Items from a dataset

=== Section Start ===

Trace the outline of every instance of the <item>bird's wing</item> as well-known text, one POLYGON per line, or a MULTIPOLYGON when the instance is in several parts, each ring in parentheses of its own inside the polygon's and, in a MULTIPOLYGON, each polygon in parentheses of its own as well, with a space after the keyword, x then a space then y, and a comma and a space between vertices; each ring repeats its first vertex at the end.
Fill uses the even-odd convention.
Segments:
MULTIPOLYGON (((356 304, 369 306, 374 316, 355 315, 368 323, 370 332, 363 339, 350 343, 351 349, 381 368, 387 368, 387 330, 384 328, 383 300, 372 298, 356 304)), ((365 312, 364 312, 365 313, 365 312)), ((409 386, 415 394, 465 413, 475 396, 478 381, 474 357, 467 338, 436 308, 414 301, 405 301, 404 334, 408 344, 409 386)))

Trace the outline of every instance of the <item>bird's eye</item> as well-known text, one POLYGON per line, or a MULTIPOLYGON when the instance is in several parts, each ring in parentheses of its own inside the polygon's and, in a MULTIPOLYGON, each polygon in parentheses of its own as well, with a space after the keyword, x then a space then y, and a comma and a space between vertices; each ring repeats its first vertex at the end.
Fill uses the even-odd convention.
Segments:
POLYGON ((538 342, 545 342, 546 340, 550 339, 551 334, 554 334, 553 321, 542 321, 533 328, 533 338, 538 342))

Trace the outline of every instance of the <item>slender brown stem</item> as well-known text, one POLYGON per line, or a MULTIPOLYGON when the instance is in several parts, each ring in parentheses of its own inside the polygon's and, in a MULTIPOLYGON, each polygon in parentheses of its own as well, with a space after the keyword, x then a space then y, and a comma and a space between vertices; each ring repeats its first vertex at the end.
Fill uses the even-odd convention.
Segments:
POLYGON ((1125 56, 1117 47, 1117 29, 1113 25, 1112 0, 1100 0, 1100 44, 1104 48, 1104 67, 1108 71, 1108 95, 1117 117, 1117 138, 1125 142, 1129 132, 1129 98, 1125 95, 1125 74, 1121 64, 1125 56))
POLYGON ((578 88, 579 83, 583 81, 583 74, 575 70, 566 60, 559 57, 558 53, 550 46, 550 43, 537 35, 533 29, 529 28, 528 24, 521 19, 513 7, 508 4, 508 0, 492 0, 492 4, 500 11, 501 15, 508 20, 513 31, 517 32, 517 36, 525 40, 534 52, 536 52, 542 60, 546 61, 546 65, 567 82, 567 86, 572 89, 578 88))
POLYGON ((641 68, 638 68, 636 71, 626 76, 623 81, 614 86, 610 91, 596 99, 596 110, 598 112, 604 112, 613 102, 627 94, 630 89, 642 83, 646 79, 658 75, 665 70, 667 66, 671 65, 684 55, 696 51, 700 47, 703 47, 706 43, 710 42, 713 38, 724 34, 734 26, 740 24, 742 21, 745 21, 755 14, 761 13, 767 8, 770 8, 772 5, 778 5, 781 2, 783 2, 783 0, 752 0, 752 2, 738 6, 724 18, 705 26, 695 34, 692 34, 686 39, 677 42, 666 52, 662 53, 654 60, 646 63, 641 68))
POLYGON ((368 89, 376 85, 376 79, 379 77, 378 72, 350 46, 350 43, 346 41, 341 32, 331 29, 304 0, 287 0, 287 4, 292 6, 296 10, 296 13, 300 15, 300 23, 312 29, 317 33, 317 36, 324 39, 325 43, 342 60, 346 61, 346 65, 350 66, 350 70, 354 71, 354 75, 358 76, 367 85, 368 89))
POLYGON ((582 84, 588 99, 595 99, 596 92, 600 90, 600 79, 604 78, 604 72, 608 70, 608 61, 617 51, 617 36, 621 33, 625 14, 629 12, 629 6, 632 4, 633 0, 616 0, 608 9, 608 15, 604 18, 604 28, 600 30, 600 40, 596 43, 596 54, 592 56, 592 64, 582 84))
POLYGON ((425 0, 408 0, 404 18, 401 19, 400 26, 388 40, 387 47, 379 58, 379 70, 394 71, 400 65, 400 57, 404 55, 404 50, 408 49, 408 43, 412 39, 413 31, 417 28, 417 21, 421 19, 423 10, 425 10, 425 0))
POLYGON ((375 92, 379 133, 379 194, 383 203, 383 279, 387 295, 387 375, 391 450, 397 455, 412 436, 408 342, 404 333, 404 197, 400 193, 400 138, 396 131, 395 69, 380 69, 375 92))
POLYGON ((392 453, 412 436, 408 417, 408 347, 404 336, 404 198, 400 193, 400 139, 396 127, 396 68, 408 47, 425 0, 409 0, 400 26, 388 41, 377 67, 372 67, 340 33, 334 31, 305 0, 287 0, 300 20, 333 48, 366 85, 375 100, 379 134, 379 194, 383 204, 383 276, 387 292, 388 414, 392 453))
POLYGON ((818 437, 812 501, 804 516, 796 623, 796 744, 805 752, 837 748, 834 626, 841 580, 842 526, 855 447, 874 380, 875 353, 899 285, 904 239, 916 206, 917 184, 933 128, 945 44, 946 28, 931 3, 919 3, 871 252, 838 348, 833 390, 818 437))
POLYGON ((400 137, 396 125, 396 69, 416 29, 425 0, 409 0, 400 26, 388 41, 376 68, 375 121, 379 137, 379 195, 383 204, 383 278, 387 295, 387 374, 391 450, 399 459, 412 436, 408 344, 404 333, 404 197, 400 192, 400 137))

=== Section End ===

Where in the records does the word "between" appear? Copy each line that holds it.

=== SOLUTION ===
Trace the outline of every instance of the <item>bird's wing</item> as well-known text, one POLYGON per line, or a MULTIPOLYGON when the instance is in several parts, each ring in parentheses of its own inside the polygon's and, in a MULTIPOLYGON, each polygon in parentheses of its own as well, with a space after the keyword, x then a space then y, and a comma and a space between vertices; each ring repeats its first vertex at the end.
Trace the outline of every instance of the <item>bird's eye</item> as well-known text, one POLYGON per line, or a MULTIPOLYGON when the instance is in several parts, each ring in parentheses of its own inside the polygon's and, in a MULTIPOLYGON, each polygon in parentheses of its own as well, with a space after the keyword, x then a space then y, and a comma and a space between vertices; each ring repeats its first vertex at the end.
Trace the outline of every instance of the <item>slender brown stem</item> as well-known text, one POLYGON per line, or a MULTIPOLYGON when the instance is in several parts, each ring in parentheses of its own inside the polygon's and, in a MULTIPOLYGON, each polygon in parentheses of its own as well, with a space after the keyword, x then a space then y, and a comma and a space between vertices; each ring repeats its first vertex at the end.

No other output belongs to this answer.